#### PROBLEM STATEMENT:
Below is a block of records; reproduce all of them exactly and leave out any pictures.

Image object location entries
══════

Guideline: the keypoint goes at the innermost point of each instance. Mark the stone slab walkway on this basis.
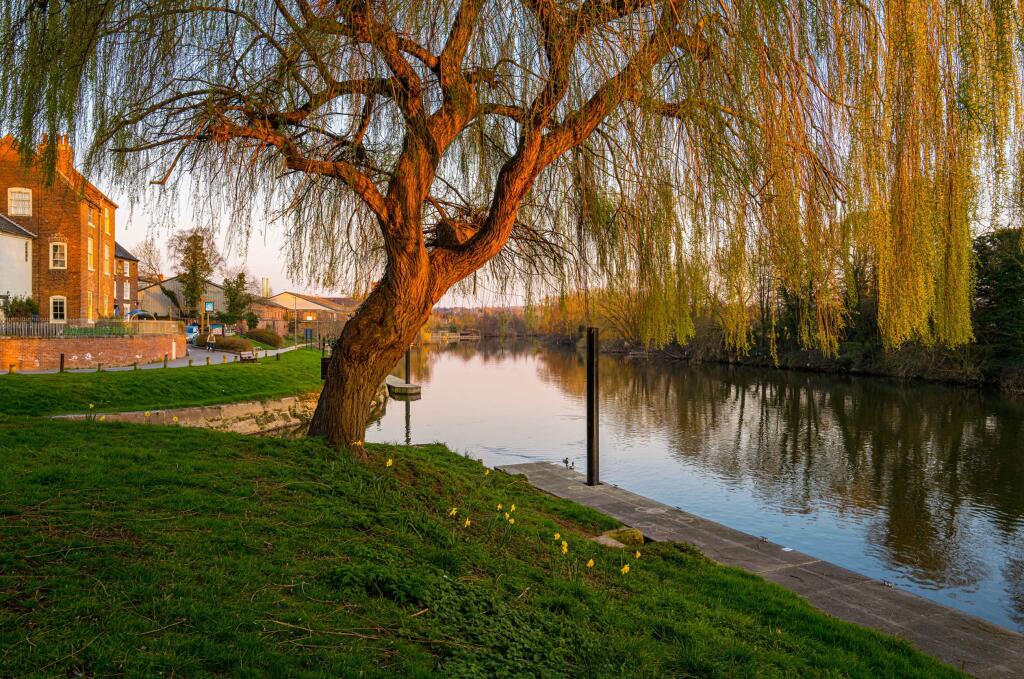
(964, 641)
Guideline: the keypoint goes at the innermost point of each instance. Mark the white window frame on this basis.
(11, 193)
(64, 253)
(64, 308)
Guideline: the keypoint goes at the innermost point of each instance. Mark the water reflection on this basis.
(921, 484)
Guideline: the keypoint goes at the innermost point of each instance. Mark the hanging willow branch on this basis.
(678, 151)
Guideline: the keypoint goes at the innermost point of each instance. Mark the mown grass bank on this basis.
(137, 550)
(296, 372)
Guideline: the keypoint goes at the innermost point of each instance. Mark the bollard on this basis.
(593, 468)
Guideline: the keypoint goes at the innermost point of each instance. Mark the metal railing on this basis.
(85, 328)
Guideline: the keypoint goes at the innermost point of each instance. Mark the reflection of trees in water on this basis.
(924, 464)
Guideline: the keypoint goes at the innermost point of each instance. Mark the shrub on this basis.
(19, 307)
(266, 336)
(236, 344)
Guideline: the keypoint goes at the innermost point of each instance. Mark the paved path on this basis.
(197, 354)
(964, 641)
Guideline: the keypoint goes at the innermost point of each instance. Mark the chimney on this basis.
(66, 157)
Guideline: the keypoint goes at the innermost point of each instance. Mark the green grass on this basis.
(134, 550)
(296, 372)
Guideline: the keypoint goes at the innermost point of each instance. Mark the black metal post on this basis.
(593, 448)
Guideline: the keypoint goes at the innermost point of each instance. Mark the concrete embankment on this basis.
(255, 417)
(964, 641)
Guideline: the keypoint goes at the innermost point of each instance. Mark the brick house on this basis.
(73, 226)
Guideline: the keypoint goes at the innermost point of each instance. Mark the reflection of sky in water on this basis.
(919, 484)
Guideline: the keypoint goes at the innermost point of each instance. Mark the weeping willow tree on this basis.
(410, 146)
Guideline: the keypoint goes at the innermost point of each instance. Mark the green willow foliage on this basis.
(778, 145)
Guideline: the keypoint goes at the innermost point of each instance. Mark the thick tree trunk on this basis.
(371, 344)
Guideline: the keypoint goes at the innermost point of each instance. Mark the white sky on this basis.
(265, 256)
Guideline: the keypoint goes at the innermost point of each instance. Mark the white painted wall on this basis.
(15, 272)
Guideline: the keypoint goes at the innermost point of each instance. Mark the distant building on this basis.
(64, 229)
(271, 314)
(165, 299)
(311, 308)
(126, 281)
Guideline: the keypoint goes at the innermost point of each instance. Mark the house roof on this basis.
(8, 226)
(75, 179)
(209, 284)
(337, 304)
(266, 301)
(122, 253)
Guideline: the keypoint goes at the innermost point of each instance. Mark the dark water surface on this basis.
(920, 484)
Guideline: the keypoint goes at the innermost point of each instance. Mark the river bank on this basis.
(198, 552)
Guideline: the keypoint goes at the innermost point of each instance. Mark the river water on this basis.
(920, 484)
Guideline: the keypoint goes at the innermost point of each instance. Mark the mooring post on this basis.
(593, 466)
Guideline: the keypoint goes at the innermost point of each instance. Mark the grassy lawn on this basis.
(296, 372)
(137, 550)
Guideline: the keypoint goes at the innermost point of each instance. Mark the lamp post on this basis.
(593, 448)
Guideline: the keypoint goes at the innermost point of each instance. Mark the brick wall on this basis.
(28, 353)
(60, 214)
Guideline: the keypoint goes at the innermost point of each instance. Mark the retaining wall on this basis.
(44, 352)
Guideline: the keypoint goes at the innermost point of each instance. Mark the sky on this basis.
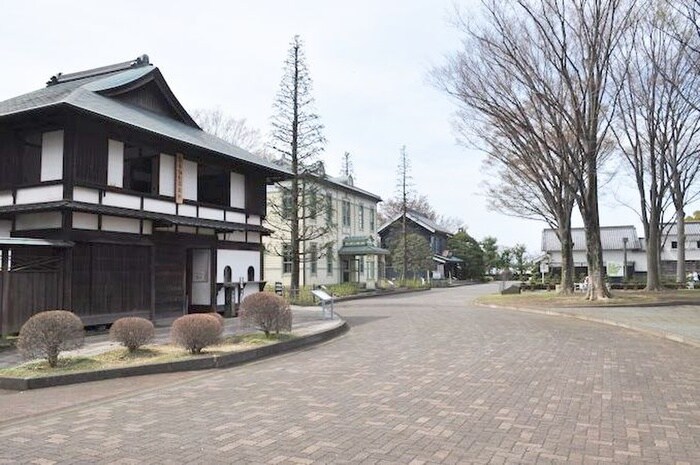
(369, 60)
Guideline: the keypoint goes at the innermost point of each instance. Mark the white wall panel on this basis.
(44, 220)
(119, 224)
(85, 221)
(237, 190)
(122, 200)
(239, 261)
(235, 217)
(189, 180)
(115, 164)
(6, 198)
(52, 156)
(40, 194)
(211, 213)
(254, 219)
(159, 206)
(166, 185)
(83, 194)
(5, 228)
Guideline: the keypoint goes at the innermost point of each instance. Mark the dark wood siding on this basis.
(170, 277)
(110, 279)
(91, 152)
(255, 193)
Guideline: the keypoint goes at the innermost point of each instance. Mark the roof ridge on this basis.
(60, 78)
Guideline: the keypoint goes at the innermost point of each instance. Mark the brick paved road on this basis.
(423, 378)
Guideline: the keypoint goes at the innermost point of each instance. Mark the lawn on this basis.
(150, 354)
(550, 299)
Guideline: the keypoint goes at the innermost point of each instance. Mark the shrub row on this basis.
(47, 334)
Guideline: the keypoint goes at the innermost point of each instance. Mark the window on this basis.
(329, 260)
(329, 209)
(286, 204)
(313, 258)
(213, 185)
(286, 258)
(312, 204)
(346, 213)
(138, 168)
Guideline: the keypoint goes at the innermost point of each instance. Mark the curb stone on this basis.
(206, 362)
(664, 335)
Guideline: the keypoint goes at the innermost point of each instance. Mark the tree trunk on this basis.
(680, 229)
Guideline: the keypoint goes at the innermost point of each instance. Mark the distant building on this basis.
(351, 253)
(615, 241)
(444, 263)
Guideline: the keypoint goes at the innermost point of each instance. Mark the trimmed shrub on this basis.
(132, 332)
(266, 311)
(47, 334)
(196, 331)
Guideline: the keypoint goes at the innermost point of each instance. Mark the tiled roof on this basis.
(85, 94)
(610, 238)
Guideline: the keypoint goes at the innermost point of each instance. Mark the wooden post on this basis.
(5, 300)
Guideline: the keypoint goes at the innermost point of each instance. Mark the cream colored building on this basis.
(347, 252)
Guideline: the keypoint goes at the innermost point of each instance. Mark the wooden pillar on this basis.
(5, 299)
(153, 283)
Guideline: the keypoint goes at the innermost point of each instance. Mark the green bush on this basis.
(196, 331)
(266, 311)
(132, 332)
(47, 334)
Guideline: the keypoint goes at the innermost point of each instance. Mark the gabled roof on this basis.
(611, 238)
(97, 91)
(417, 218)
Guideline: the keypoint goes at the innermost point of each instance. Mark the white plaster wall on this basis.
(189, 180)
(40, 194)
(44, 220)
(211, 213)
(122, 200)
(52, 156)
(239, 261)
(201, 277)
(235, 217)
(85, 221)
(6, 198)
(237, 190)
(159, 206)
(166, 175)
(5, 228)
(119, 224)
(83, 194)
(115, 163)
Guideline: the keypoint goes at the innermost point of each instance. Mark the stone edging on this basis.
(605, 321)
(202, 363)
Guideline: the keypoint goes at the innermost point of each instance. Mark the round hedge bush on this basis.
(196, 331)
(266, 311)
(132, 332)
(47, 334)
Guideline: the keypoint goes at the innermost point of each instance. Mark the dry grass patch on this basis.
(147, 355)
(550, 299)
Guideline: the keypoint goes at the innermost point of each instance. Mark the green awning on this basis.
(362, 250)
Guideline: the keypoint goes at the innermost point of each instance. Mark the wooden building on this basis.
(114, 202)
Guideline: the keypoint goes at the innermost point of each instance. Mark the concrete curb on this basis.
(605, 321)
(202, 363)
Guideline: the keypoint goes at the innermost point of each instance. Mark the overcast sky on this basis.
(369, 61)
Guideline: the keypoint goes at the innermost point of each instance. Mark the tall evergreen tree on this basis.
(297, 138)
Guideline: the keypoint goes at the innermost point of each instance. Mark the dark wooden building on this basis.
(114, 202)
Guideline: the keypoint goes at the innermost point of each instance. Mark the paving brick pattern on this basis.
(420, 379)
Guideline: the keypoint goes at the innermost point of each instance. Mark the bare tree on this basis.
(233, 130)
(297, 138)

══════

#### CORRECT RESULT:
Guideline: the keypoint goes at the innermost point of each instance. Mark the stone slab walkway on this basis.
(964, 641)
Guideline: the keypoint goes at the innermost point of each instance. Mark the white window frame on this basis.
(11, 193)
(64, 253)
(64, 308)
Guideline: the keypoint goes at the innermost point of each instance. Mark the water reflection on this basis.
(921, 484)
Guideline: the keypoint goes at the innermost point of each instance. Mark the hanging willow branch on this basis.
(678, 151)
Guideline: the keypoint goes at the innermost point of each instance. Mark the mown grass bank on this basis.
(137, 550)
(296, 372)
Guideline: the keypoint goes at the innermost point of each instance. Mark the bollard on this basis.
(593, 468)
Guideline: the keypoint goes at the innermost point of each instance. Mark the metal railing on this basis.
(85, 328)
Guideline: the keypoint goes at the innermost point of each instance. Mark the reflection of trees in water on this basis.
(924, 464)
Guideline: the keypoint goes at the innermost point of each instance. Mark the shrub on this basis.
(19, 307)
(266, 336)
(236, 344)
Guideline: the keypoint goes at the innermost point of each instance. Mark the paved path on this basis.
(197, 354)
(964, 641)
Guideline: the keypoint goes at the innermost point of each instance. Mark the chimney on this basis.
(66, 157)
Guideline: the keypoint goes at the innermost point of each instance. Mark the green grass on this basis.
(134, 550)
(296, 372)
Guideline: the keypoint goes at the innermost point of each instance. Mark the black metal post on this basis.
(593, 448)
Guideline: the keypoint goes at the innermost point of each instance. Mark the concrete embankment on this basis.
(255, 417)
(964, 641)
Guideline: the keypoint goes at the innermost point of each instance. Mark the brick house on this basis.
(73, 226)
Guideline: the keypoint goes at the innermost point of each instance. Mark the reflection of sky in water on this basis.
(919, 484)
Guideline: the keypoint goes at the innermost point of each instance. Mark the weeping willow tree on this basis.
(410, 146)
Guideline: the keypoint goes at the innermost point of each instance. Mark the green willow foliage on this basis.
(778, 145)
Guideline: the keypoint goes at the innermost point of each instance. Mark the thick tree trunk on this basis.
(371, 344)
Guideline: the keypoint goes at the innermost point of each instance. Mark the white sky on this basis.
(265, 256)
Guideline: the keypoint goes at the innermost point of each instance. Mark the white painted wall on this basis.
(15, 272)
Guideline: the keypoint goes at the innermost point of each instance. Mark the distant building on this basis.
(64, 229)
(271, 314)
(165, 299)
(311, 308)
(126, 281)
Guideline: the keypoint goes at the innermost point of each instance. Mark the house roof on this basis.
(8, 226)
(75, 179)
(209, 284)
(337, 304)
(266, 301)
(122, 253)
Guideline: the keypoint goes at the innermost point of each instance. Mark the dark water surface on this basis.
(920, 484)
Guideline: the keypoint goes at the innermost point of each instance. Mark the river bank on this basis.
(198, 552)
Guideline: the keypoint goes at the innermost point of each instance. Mark the river water on this basis.
(920, 484)
Guideline: the keypoint goes at the innermost point of each instance. Mark the mooring post on this basis.
(593, 466)
Guideline: the keypoint goes at the innermost point of each instance. Mark the grassy lawn on this basis.
(296, 372)
(137, 550)
Guideline: the keypoint goes at the innermost point of each instance. Mark the lamp post on this basis.
(593, 448)
Guideline: the keypoint goes at the innermost point of each instance. Mark the brick wall on this basis.
(28, 353)
(60, 214)
Guideline: the keypoint goes at the innermost point of each instance. Mark the retaining wall on this basis.
(44, 352)
Guideline: the keypoint goes at the innermost point of each instance. Mark the sky on this basis.
(369, 60)
Guideline: the keypoint goes at the innermost point of each instance. Mark the white wall panel on this basis.
(44, 220)
(119, 224)
(85, 221)
(237, 190)
(122, 200)
(239, 261)
(235, 217)
(189, 180)
(115, 164)
(6, 198)
(52, 156)
(40, 194)
(211, 213)
(254, 219)
(159, 206)
(166, 185)
(83, 194)
(5, 228)
Guideline: the keypoint goes at the innermost point of each instance. Mark the dark wood siding on this basis.
(170, 277)
(110, 279)
(91, 152)
(255, 193)
Guideline: the keypoint goes at the innermost point of each instance. Mark the roof ridge on this basis.
(60, 78)
Guideline: the keypoint goes at the innermost point of each instance. Mark the brick paved road on this basis.
(423, 378)
Guideline: the keypoint goes at the innermost point of each instance. Mark the lawn on this basis.
(150, 354)
(550, 299)
Guideline: the keypoint goes at the innermost point of each instance. Mark the shrub row on this basis.
(47, 334)
Guideline: the keypoint goes at the innermost point of each instance. Mark the window on this basis.
(329, 260)
(329, 209)
(286, 204)
(313, 258)
(213, 185)
(286, 258)
(312, 204)
(346, 213)
(138, 168)
Guideline: the keypoint goes at the innermost point of each instance. Mark the curb stone on this basis.
(206, 362)
(664, 335)
Guideline: the keypoint goes at the innermost point of each instance. Mark the tree trunk on this basis.
(680, 229)
Guideline: the keypoint goes at the innermost point of each instance. Mark the distant building on this basis.
(351, 253)
(615, 241)
(444, 263)
Guideline: the keypoint goes at the innermost point of each instance. Mark the trimmed shrub on this basis.
(132, 332)
(266, 311)
(47, 334)
(196, 331)
Guideline: the keypoint goes at the innermost point of each instance. Mark the tiled roof on this basis.
(85, 94)
(610, 238)
Guideline: the keypoint goes at the innermost point of each instance. Mark the wooden post on this basis.
(5, 300)
Guideline: the keypoint goes at the innermost point of each instance. Mark the cream colored building on this basis.
(347, 252)
Guideline: the keypoint goes at the innermost point of each instance. Mark the wooden pillar on this basis.
(5, 299)
(153, 283)
Guideline: the keypoint goes at the innermost point of each instance. Mark the green bush on this basis.
(196, 331)
(266, 311)
(132, 332)
(47, 334)
Guideline: the keypoint goes at the innermost point of each instance. Mark the gabled roof on this basis.
(611, 238)
(97, 91)
(417, 218)
Guideline: the keypoint goes at the innermost point of each instance. Mark the white plaster wall on this basis.
(189, 180)
(40, 194)
(44, 220)
(211, 213)
(122, 200)
(52, 156)
(239, 261)
(201, 277)
(235, 217)
(85, 221)
(6, 198)
(237, 190)
(159, 206)
(166, 175)
(5, 228)
(119, 224)
(83, 194)
(115, 163)
Guideline: the keypoint goes at the innermost point of each instance. Mark the stone edging on this basis.
(605, 321)
(202, 363)
Guideline: the keypoint goes at the innermost point of each instance. Mark the round hedge bush on this basis.
(196, 331)
(266, 311)
(132, 332)
(47, 334)
Guideline: the keypoint goes at the innermost point of each instance. Mark the dry grass patch on this basis.
(147, 355)
(550, 299)
Guideline: the keypoint goes at the innermost point of each instance. Mark the green awning on this basis.
(362, 250)
Guideline: the keypoint goes at the innermost point of each instance. Mark the wooden building on this basis.
(114, 202)
Guideline: the keypoint goes at the innermost point of each instance. Mark the concrete curb on this basis.
(605, 321)
(202, 363)
Guideline: the keypoint goes at the innermost point of each instance. Mark the overcast sky on this basis.
(369, 61)
Guideline: the keypoint goes at the innermost point of each instance. Mark the tall evergreen tree on this basis.
(297, 138)
Guideline: the keypoint goes at the innermost point of each instance. Mark the dark wooden building on this basis.
(114, 202)
Guideline: the keypoint goes at the innermost point of each instance. Mark the paving brick pattern on this basis.
(420, 379)
Guideline: the keypoint goes at the innermost point of each instance. Mark the bare tree on this basis.
(233, 130)
(297, 138)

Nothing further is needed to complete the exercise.